Text under study:
- Opening Delimiter -

I know God loves me. HE sent His only begotten Son to die for me so I might have eternal life. I know ALL of that. I believe ALL of the Scriptures. And yet, do I trust HIM?
Can I let go of tomorrow? Can I let HIM guide the way? Can I trust that HE sees the things that I can’t? Can I really trust HIM when HE says He will not give me more than I can handle? Can I truly TRUST God with all of my life…every part, every moment? Can I really let HIM have control?
2026 is my year to learn to TRUST God…in all things, in all ways.




February 2026
February is the month of “love.” I have, over the years, written several thoughts about love, but it never hurts to look at it again, especially in light of all the unrest throughout the world.
Many of my ideas about the various aspects of love are taken from C S Lewis’ Book The Four Loves. He maintains that, based on the Greek words for love used in the New Testament, there are four aspects to love. All of these have at their root….God! For, as the Apostle John tells us in his first epistle, “God is love.” (I John 4:8)

- Closing Delimiter -

Provided data:
- Opening Delimiter -

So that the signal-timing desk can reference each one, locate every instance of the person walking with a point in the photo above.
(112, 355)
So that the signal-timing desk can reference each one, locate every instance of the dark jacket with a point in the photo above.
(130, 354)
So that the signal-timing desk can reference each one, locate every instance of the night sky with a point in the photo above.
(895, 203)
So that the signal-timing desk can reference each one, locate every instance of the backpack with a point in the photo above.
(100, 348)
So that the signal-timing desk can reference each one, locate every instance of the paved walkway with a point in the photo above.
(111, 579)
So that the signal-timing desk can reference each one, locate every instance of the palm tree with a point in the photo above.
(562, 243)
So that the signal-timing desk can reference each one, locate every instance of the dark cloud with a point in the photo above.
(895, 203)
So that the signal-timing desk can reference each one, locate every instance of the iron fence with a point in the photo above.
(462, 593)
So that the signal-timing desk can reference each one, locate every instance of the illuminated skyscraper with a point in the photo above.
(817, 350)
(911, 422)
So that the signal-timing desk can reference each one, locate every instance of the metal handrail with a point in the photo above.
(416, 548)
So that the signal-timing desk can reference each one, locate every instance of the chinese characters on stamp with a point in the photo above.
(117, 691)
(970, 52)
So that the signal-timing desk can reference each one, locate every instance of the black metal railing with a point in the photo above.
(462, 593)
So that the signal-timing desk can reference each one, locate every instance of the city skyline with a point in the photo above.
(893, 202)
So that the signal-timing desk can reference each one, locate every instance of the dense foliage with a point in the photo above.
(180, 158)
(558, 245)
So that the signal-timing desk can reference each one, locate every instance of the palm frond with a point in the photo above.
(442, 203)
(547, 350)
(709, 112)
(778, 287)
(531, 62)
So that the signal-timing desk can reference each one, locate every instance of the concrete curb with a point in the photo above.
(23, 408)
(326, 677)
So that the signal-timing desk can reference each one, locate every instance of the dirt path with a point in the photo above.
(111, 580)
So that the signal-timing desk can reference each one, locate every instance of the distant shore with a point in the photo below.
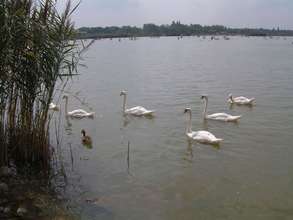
(175, 29)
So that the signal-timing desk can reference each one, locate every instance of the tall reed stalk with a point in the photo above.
(36, 50)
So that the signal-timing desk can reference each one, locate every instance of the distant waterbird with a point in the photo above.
(78, 113)
(53, 107)
(218, 116)
(135, 111)
(86, 140)
(241, 100)
(204, 137)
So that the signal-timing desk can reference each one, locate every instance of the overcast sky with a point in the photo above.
(232, 13)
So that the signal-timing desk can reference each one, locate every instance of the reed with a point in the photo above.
(36, 51)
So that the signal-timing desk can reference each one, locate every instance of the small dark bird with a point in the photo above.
(86, 140)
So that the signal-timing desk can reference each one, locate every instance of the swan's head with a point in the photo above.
(122, 93)
(65, 97)
(187, 110)
(230, 97)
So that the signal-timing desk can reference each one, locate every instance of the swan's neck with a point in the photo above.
(66, 103)
(188, 126)
(205, 108)
(124, 103)
(231, 98)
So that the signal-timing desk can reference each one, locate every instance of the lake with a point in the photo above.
(249, 176)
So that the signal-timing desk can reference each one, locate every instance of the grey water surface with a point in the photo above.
(249, 176)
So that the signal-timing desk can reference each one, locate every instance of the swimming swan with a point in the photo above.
(218, 116)
(53, 107)
(78, 113)
(241, 100)
(86, 140)
(136, 111)
(203, 137)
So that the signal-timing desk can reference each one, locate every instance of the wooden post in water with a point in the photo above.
(128, 149)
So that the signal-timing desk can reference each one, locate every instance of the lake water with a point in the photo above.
(250, 176)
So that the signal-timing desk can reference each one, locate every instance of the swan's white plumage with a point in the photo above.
(204, 137)
(78, 113)
(240, 100)
(139, 111)
(136, 111)
(219, 116)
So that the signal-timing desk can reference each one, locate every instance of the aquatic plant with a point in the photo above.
(36, 51)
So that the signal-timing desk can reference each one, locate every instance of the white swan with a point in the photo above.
(241, 100)
(218, 116)
(136, 111)
(203, 137)
(78, 113)
(53, 107)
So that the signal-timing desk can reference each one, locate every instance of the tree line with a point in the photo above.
(175, 29)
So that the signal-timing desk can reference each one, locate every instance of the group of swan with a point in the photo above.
(207, 137)
(201, 136)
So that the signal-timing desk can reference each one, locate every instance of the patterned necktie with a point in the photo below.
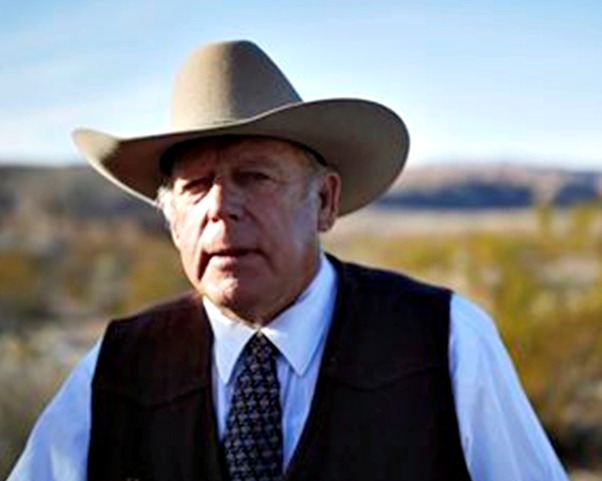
(253, 438)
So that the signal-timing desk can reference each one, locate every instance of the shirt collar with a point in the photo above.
(296, 332)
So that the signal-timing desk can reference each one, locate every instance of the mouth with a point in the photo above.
(231, 253)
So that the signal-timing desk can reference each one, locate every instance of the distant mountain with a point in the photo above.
(34, 194)
(501, 186)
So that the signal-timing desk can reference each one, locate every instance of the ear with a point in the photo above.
(328, 196)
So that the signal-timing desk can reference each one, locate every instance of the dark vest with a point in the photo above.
(382, 409)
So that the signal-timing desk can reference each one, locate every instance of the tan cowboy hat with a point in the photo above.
(234, 88)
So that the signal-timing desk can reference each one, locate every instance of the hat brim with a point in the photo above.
(365, 142)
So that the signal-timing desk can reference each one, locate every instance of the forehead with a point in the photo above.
(207, 153)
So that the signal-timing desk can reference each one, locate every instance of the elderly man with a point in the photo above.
(283, 363)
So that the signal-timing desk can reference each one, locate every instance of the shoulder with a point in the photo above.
(383, 280)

- Closing Delimiter -

Problems to solve:
1 > According to the devotional text, which book are many of the writer's ideas about love taken from?
2 > Summarize the devotional text in two sentences.

Your responses:
1 > C S Lewis' book The Four Loves.

2 > The writer knows God's love and believes all of the Scriptures yet asks whether they truly trust Him, and calls 2026 their year to learn to trust God in all things. In February, the month of "love," the writer draws on C S Lewis' The Four Loves, which finds four aspects of love in the New Testament's Greek words, all rooted in God, since "God is love."